# STATED EXERCISE:
Format the rows from the line with "Point out the unicorn" through the end of the rows as a two-column CSV with the columns instruction and answer. Give one CSV line per row and put each value in a quoted field, with line breaks replaced by spaces.

Recorded data
......
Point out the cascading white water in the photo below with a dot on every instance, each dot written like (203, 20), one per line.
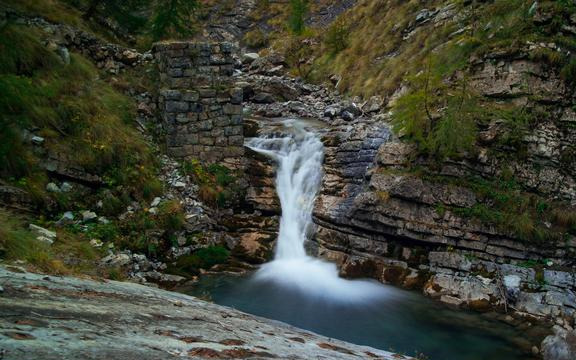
(299, 157)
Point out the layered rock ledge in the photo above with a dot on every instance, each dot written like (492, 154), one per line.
(47, 317)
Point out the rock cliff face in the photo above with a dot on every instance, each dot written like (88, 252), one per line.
(387, 212)
(378, 218)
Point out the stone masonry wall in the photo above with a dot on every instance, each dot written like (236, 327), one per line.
(200, 107)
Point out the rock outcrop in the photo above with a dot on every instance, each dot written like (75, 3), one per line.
(46, 317)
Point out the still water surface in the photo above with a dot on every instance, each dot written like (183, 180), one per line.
(403, 321)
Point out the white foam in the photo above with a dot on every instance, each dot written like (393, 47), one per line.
(299, 157)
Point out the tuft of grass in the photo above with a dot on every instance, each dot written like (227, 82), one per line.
(568, 72)
(255, 39)
(69, 254)
(74, 110)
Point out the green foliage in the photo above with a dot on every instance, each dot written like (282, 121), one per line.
(504, 204)
(77, 113)
(202, 259)
(217, 182)
(568, 72)
(299, 55)
(255, 39)
(298, 10)
(68, 254)
(174, 18)
(336, 38)
(448, 132)
(123, 12)
(171, 216)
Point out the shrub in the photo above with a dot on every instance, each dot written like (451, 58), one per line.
(298, 10)
(568, 72)
(255, 39)
(171, 216)
(336, 38)
(202, 259)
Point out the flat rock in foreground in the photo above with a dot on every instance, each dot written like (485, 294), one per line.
(47, 317)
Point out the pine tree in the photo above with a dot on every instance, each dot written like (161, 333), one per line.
(298, 10)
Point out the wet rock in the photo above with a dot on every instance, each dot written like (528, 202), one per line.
(166, 280)
(560, 346)
(263, 98)
(512, 286)
(374, 104)
(37, 140)
(254, 247)
(97, 243)
(351, 108)
(67, 218)
(347, 116)
(66, 187)
(560, 278)
(156, 324)
(114, 260)
(64, 55)
(42, 234)
(450, 260)
(331, 112)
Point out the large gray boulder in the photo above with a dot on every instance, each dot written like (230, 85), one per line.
(55, 318)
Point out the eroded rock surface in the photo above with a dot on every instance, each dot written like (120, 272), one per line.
(46, 317)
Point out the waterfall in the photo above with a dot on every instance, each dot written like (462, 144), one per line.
(299, 156)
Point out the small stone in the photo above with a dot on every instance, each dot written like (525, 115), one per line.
(263, 98)
(37, 140)
(330, 112)
(52, 187)
(179, 184)
(43, 234)
(67, 218)
(249, 58)
(45, 240)
(116, 260)
(64, 55)
(88, 216)
(347, 116)
(96, 243)
(66, 187)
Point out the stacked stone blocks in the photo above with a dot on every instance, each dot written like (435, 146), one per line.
(200, 107)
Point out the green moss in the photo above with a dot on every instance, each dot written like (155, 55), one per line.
(255, 39)
(568, 72)
(202, 259)
(76, 112)
(506, 205)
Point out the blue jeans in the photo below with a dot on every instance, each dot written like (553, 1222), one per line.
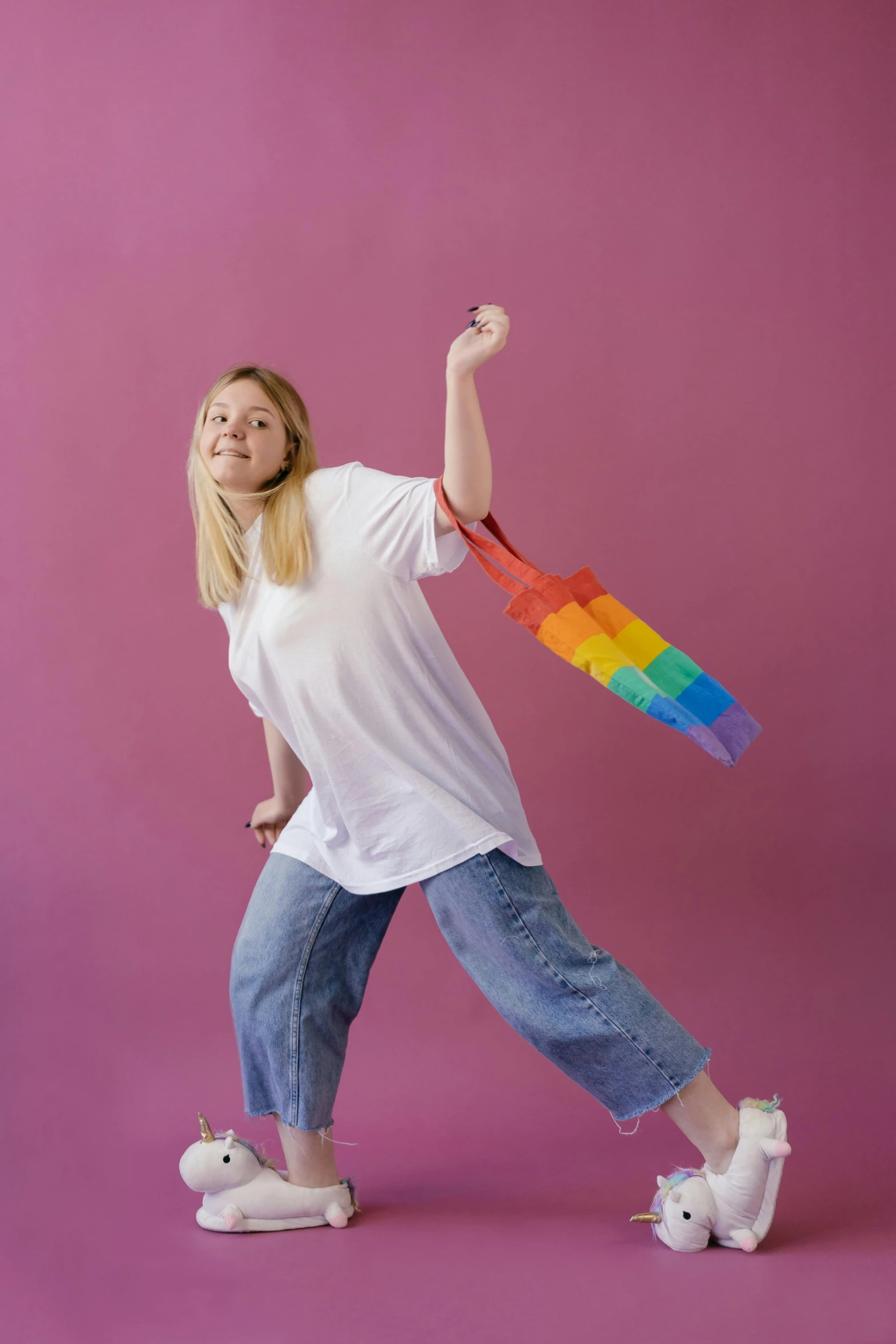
(306, 945)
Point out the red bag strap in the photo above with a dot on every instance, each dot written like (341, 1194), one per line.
(501, 550)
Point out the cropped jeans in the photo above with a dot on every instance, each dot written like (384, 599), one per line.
(306, 945)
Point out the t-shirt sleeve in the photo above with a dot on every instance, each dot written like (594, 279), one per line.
(394, 519)
(228, 617)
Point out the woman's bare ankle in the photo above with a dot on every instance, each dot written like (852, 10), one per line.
(711, 1123)
(310, 1160)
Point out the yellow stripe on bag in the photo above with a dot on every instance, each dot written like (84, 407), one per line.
(640, 643)
(599, 658)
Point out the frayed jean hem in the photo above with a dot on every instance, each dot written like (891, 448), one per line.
(313, 1130)
(667, 1096)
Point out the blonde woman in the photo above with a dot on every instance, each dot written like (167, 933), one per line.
(314, 571)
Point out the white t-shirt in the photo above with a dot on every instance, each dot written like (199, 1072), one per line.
(409, 776)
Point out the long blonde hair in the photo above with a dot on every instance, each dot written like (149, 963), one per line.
(286, 540)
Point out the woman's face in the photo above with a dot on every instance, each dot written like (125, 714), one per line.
(244, 440)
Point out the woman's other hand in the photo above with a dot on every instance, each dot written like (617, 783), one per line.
(485, 336)
(269, 820)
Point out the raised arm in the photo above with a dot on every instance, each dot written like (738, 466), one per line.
(290, 786)
(468, 463)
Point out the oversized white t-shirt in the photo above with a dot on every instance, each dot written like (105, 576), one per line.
(409, 776)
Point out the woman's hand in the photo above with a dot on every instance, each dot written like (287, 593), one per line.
(479, 342)
(269, 820)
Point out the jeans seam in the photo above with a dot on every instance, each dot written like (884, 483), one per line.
(575, 988)
(297, 997)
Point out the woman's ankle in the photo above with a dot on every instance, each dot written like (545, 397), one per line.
(310, 1160)
(711, 1123)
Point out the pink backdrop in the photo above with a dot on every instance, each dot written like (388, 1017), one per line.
(688, 210)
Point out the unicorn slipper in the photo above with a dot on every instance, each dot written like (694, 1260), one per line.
(734, 1208)
(245, 1194)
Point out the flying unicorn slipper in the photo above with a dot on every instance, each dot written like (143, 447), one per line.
(245, 1194)
(692, 1207)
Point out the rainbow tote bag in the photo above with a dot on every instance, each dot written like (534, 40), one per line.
(581, 621)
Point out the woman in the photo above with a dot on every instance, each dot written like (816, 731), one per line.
(314, 573)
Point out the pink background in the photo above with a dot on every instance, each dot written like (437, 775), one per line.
(688, 210)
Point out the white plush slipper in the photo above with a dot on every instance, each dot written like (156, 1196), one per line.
(328, 1206)
(735, 1208)
(245, 1194)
......
# PROBLEM SOLUTION:
instruction,answer
"Point out the unicorn slipper in the photo above with a dot on every instance, each dot written like (694, 1260), one per line.","(734, 1208) (245, 1194)"
"Point out the flying unicorn slipper in the photo above with a dot on every instance, each dot written like (143, 447), one per line.","(245, 1194) (692, 1207)"
"Point out the rainbow tote bag in the photo above with a dot on every instance, each dot written like (534, 40), one per line.","(581, 621)"
"Point out the woman in the photo above with a dot on every instance, each dot written like (816, 731), one per line.","(314, 573)"
"Point out the pink background in the photo above with a dot on every instance, each dot written like (437, 775), one per line.","(688, 210)"
"Point out the white plush slipper in the photo above with a dot on every instance, each dot written like (156, 1196), one per line.","(328, 1206) (735, 1208) (245, 1194)"